Copy the data verbatim and leave out every picture.
+--
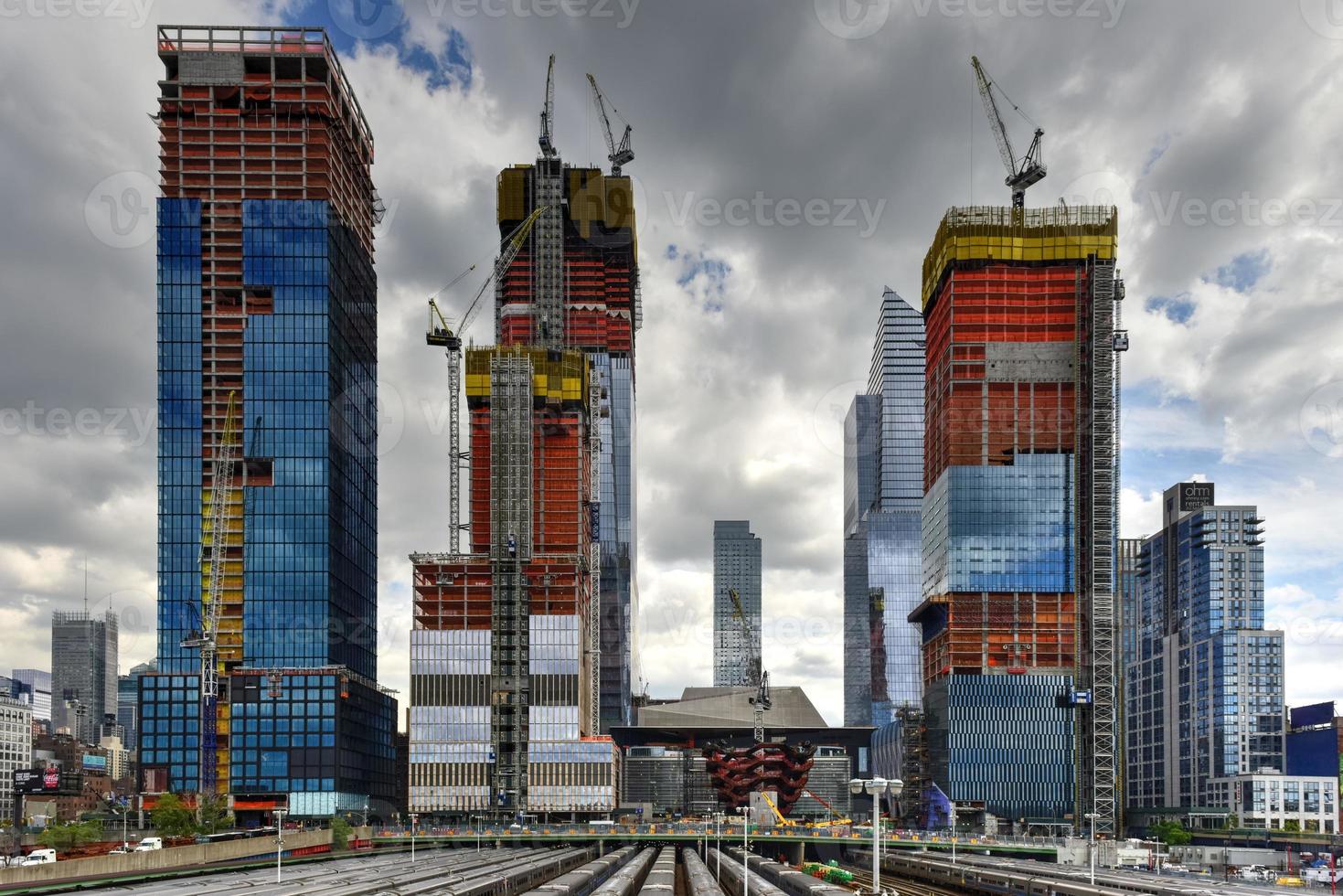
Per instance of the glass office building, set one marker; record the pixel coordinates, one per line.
(268, 329)
(882, 521)
(736, 567)
(1203, 686)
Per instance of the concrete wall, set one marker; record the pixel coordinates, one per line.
(159, 860)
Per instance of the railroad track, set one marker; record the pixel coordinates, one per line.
(862, 881)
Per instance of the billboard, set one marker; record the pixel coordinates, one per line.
(46, 781)
(1194, 496)
(1316, 713)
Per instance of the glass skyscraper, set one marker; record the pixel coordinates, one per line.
(882, 521)
(268, 329)
(1203, 683)
(83, 672)
(736, 567)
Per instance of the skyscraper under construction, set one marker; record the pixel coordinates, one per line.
(523, 645)
(1019, 508)
(268, 470)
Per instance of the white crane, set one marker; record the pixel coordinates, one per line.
(547, 139)
(619, 155)
(755, 673)
(1021, 172)
(443, 335)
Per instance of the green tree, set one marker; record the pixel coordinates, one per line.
(340, 833)
(1170, 833)
(171, 818)
(212, 815)
(70, 835)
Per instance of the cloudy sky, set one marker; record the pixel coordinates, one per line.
(842, 129)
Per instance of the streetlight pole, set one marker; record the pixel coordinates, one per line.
(953, 833)
(718, 840)
(1091, 842)
(746, 849)
(280, 838)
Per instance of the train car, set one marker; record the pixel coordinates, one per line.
(524, 875)
(626, 879)
(698, 876)
(583, 880)
(790, 880)
(732, 878)
(661, 880)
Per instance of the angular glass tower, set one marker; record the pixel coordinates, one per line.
(1203, 683)
(268, 374)
(736, 567)
(882, 531)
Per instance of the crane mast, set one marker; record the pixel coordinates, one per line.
(442, 335)
(1027, 171)
(755, 673)
(212, 567)
(618, 155)
(547, 139)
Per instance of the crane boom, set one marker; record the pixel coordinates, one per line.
(1021, 174)
(547, 139)
(442, 334)
(618, 155)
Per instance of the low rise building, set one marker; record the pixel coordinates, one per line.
(1268, 798)
(15, 749)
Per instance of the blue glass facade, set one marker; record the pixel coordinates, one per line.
(1203, 680)
(1004, 743)
(882, 521)
(618, 539)
(1001, 528)
(309, 511)
(180, 469)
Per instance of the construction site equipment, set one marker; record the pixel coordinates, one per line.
(1021, 172)
(619, 155)
(212, 569)
(441, 334)
(755, 675)
(836, 817)
(547, 139)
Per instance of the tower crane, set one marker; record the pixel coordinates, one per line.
(207, 640)
(547, 139)
(619, 155)
(441, 334)
(755, 673)
(1021, 172)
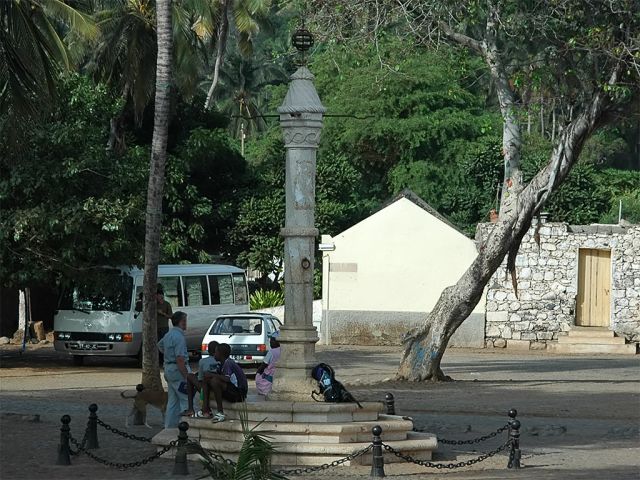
+--
THE ANSWER.
Per instance of the glass office building, set one marker; record the pixel coordinates, one per line.
(268, 329)
(882, 521)
(736, 567)
(1203, 686)
Per instance of the concrete wall, set one marker; record the pixel coordinates, one per line.
(159, 860)
Per instance of the railroad track, set one marker; record the pixel coordinates, one per line.
(862, 881)
Per instance of the billboard, set one marker; record the pixel coordinates, one per line.
(46, 781)
(1194, 496)
(1316, 713)
Per instance of the glass skyscraper, set one marker; record the pixel coordinates, one per line.
(882, 521)
(268, 329)
(1203, 683)
(83, 672)
(736, 567)
Per instance of the skyscraper under construction, set one marker; record the pixel coordinates, one per line.
(523, 645)
(1019, 508)
(268, 470)
Per instance of the white crane, set one marker; record the pixel coordinates, one per line.
(547, 139)
(619, 155)
(755, 673)
(1021, 172)
(443, 335)
Per instance of the green tree, set one marker; record the pixel coordinates, one per line.
(340, 833)
(1170, 833)
(171, 818)
(212, 815)
(70, 835)
Per instance of the cloudy sky, set one marker; record the pixel coordinates, one per line.
(842, 129)
Per instance of the streetlight pole, set one marker; record the pixel coordinates, one per line.
(953, 833)
(718, 840)
(1091, 842)
(746, 849)
(280, 838)
Per instance of the train car, set one marker; record the pixel coordinates, one per line.
(524, 875)
(626, 879)
(698, 876)
(583, 880)
(790, 880)
(732, 878)
(661, 880)
Per instance of the angular glass tower, set one marker; record the pixel coordinates, one per line.
(1203, 683)
(268, 374)
(736, 567)
(882, 531)
Per instance of the crane mast, set one marker; record the pixel coordinates, one per line.
(442, 335)
(1027, 171)
(755, 673)
(212, 567)
(618, 155)
(547, 139)
Per instance of the crane boom, set one marker; record the pixel coordinates, one per line.
(1021, 174)
(547, 139)
(442, 334)
(618, 155)
Per instance of the low rise building, set one marker; record the pixel coordinates, one per line.
(1268, 798)
(15, 749)
Per instance of the blue glass facade, set one marker; record the pixel coordinates, one per line.
(1203, 680)
(1004, 743)
(882, 521)
(618, 539)
(1001, 528)
(309, 511)
(180, 469)
Per instance of the construction site equipment, set one marker; record the pixel coordinates, one per line.
(1021, 172)
(619, 155)
(212, 569)
(441, 334)
(755, 675)
(836, 817)
(547, 139)
Per instance of the tower crane, set one marker; record the pixel coordinates, one per line.
(207, 640)
(547, 139)
(619, 155)
(441, 334)
(755, 673)
(1021, 172)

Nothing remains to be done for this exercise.